• [SUPPLIED PASSAGE]

NERSCPowering Scientific Discovery Since 1974

The NERSC PARATEC README File

 Table of contents

 Code Description

PARATEC: Parallel Total Energy Code

General Description

The benchmark code PARATEC (PARAllel Total Energy Code) performs ab-initio quantum-mechanical total energy calculations using pseudopotentials and a plane wave basis set. Total energy minimization of electrons is done with a self-consistent field (SCF) method. Force calculations are also done to relax the atoms into equilibrium positions. PARATEC uses an all-band (unconstrained) conjugate gradient (CG) approach to solve the Kohn-Sham equations of Density Functional Theory (DFT) and obtain the ground-state electron wavefunctions. In solving the Kohn-Sham equations using a plane wave basis, part of the calculation is carried out in Fourier space, where the wavefunction for each electron is represented by a sphere of points, and the remainder is in real space. Specialized parallel three-dimensional FFTs are used to transform the wavefunctions between real and Fourier space and a key optimization in PARATEC is to transform only the non-zero grid elements. [PAR1]

The code can use optimized libraries for both basic linear algebra and Fast Fourier Tranforms but due to its global communication requirements, architectures with a poor balance between bisection bandwidth and computational rate will suffer performance degradation at higher concurrencies on PARATEC. [Oliker] Nevertheless, due to favorable scaling, high computational intensity and other optimizations, the code generally achieves a high percentage of peak performance on both superscalar and vector systems. [PAR2]

In the benchmark problems supplied here 11 conjugate gradient iterations are performed; however, a real run would typically do between 20 and 60.

Coding

PARATEC consists of about 50,000 lines of Fortran90 code. Preprocessing via m4 is used to include machine-specific routines such as the FFT calls. The version supplied uses MPI although it can also be built for a single-processor run and for SHMEM, if available.

• [GIVEN EXERCISE A]
From the block of data, repeat every entry from the line containing "the inscription '1638" down to the line containing "[(155, 1179), (397, 343), (268, 1157)]", both included.

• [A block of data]

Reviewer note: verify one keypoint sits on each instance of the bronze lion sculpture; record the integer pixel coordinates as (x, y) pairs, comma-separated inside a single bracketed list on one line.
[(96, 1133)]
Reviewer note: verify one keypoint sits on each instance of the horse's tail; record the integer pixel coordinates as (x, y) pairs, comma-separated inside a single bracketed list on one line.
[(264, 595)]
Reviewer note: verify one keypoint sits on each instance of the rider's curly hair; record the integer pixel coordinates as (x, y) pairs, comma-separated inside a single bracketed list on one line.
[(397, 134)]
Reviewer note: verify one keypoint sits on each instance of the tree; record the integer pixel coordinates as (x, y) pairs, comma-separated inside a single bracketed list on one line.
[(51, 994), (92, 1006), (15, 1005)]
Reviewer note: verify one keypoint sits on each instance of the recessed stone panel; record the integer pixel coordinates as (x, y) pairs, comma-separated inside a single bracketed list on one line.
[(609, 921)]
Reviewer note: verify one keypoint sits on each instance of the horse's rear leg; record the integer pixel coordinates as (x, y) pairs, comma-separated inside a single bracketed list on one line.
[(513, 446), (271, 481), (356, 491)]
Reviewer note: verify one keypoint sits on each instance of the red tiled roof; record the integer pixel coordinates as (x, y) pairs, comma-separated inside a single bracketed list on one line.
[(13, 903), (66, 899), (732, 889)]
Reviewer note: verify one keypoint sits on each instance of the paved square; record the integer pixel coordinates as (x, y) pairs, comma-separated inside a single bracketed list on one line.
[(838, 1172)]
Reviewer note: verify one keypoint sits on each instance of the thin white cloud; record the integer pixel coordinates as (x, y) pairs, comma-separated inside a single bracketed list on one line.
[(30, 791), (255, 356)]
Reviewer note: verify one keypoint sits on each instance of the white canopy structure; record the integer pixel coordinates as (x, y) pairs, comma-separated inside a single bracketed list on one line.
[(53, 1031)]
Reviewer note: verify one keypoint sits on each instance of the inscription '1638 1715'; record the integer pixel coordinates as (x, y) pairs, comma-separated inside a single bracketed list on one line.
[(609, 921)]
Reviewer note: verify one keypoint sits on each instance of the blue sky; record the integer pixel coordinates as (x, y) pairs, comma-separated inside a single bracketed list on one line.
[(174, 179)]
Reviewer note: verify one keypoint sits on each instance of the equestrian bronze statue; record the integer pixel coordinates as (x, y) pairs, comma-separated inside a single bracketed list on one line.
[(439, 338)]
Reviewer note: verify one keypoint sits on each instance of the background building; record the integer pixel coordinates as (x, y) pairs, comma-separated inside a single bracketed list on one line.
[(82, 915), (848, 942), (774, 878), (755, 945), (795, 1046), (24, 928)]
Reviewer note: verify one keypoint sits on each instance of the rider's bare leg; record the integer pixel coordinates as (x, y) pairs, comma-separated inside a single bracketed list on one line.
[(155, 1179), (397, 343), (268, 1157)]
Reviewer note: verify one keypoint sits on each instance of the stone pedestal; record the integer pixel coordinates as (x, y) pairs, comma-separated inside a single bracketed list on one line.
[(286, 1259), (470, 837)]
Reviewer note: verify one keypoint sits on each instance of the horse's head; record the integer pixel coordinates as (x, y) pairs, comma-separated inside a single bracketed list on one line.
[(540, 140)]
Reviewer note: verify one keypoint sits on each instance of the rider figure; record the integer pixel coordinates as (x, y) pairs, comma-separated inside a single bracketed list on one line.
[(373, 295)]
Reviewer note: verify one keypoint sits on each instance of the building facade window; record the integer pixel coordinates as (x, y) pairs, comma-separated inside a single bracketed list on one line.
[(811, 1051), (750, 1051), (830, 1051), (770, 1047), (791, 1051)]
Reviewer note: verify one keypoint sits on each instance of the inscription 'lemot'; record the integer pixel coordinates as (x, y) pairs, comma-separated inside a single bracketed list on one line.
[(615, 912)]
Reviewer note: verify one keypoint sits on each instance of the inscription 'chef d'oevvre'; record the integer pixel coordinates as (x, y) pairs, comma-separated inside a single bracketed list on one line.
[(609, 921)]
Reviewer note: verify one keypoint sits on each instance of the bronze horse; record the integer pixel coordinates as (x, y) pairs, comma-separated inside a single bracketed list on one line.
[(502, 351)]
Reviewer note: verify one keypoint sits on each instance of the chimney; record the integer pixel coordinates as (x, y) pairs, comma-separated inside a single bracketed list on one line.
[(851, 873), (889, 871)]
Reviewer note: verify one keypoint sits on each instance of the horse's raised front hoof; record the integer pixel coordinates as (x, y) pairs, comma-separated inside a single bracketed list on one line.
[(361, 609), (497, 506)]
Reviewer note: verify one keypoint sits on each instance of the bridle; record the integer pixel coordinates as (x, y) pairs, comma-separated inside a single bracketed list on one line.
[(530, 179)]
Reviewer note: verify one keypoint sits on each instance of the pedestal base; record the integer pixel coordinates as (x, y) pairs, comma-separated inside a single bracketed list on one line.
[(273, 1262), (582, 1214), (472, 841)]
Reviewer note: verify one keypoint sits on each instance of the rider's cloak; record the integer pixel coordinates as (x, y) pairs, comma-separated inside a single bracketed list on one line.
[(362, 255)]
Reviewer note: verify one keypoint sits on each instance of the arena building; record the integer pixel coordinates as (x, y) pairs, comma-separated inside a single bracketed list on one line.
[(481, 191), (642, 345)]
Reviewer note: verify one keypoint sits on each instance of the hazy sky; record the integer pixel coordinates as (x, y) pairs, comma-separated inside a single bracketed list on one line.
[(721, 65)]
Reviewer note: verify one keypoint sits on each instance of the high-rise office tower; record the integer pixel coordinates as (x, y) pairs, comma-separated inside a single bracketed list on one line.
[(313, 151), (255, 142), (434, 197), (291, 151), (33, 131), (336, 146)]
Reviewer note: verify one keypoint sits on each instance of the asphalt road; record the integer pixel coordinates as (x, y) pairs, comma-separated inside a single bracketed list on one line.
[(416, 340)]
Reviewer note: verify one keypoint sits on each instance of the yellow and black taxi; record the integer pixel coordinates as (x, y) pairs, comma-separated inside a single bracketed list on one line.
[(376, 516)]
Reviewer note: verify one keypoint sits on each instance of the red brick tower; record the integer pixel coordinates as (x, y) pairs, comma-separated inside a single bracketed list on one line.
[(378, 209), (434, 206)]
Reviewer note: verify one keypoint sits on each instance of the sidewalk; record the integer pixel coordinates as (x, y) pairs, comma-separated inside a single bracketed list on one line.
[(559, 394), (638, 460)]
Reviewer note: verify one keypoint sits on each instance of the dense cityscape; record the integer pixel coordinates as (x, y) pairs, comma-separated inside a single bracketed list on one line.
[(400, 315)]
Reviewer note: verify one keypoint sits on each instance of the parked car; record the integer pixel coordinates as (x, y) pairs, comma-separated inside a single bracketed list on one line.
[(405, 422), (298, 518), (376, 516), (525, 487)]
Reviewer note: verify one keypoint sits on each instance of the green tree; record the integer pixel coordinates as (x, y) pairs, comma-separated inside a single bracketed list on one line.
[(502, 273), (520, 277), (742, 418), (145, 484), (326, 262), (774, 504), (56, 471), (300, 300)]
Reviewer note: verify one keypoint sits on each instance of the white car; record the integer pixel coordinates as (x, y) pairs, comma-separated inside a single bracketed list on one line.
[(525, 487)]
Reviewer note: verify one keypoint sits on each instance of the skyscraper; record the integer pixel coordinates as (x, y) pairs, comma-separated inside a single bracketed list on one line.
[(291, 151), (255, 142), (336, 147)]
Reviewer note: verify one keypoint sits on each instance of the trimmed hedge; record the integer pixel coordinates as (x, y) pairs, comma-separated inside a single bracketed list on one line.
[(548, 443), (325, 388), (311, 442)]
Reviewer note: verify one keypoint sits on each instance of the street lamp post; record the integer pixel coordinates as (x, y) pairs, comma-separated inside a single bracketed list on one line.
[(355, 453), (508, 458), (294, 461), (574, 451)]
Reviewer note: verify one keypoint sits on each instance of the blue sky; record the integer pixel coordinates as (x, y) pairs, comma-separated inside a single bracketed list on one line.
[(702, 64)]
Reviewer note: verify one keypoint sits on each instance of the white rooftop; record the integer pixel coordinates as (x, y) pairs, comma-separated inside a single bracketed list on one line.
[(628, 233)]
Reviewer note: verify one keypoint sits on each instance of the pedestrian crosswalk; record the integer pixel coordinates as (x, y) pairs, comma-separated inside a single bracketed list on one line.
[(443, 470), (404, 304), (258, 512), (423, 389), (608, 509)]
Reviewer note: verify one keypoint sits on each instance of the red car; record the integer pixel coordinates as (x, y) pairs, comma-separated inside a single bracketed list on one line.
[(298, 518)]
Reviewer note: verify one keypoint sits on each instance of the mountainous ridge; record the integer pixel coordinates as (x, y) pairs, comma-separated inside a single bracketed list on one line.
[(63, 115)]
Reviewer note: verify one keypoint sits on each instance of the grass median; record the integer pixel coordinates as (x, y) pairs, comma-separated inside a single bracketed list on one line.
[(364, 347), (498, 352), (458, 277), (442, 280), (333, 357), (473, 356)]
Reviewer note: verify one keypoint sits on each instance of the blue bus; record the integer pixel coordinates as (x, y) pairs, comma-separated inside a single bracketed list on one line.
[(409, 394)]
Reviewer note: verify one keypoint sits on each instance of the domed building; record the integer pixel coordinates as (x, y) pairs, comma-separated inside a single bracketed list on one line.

• [GIVEN EXERCISE B]
List every bracketed reference marker in the PARATEC README, in the order they appear.

• [FINISHED ANSWER A]
Reviewer note: verify one keypoint sits on each instance of the inscription '1638 1715'; record the integer pixel coordinates as (x, y) pairs, comma-separated inside a single bracketed list on one line.
[(609, 921)]
Reviewer note: verify one keypoint sits on each instance of the blue sky; record the integer pixel coordinates as (x, y) pairs, comma-separated inside a single bracketed list on one line.
[(174, 179)]
Reviewer note: verify one keypoint sits on each instance of the equestrian bronze statue; record the integer pixel coordinates as (x, y) pairs, comma-separated inside a single bracketed list on one line.
[(439, 338)]
Reviewer note: verify one keypoint sits on each instance of the background building; record the integer pixel coordinates as (x, y) pairs, comma-separated inside a single bracketed list on one line.
[(82, 915), (848, 942), (774, 878), (755, 945), (795, 1046), (24, 928)]
Reviewer note: verify one keypoint sits on each instance of the rider's bare leg; record the integer pixel coordinates as (x, y) pairs, comma-separated inside a single bracketed list on one line.
[(155, 1179), (397, 343), (268, 1157)]

• [FINISHED ANSWER B]
[PAR1], [Oliker], [PAR2]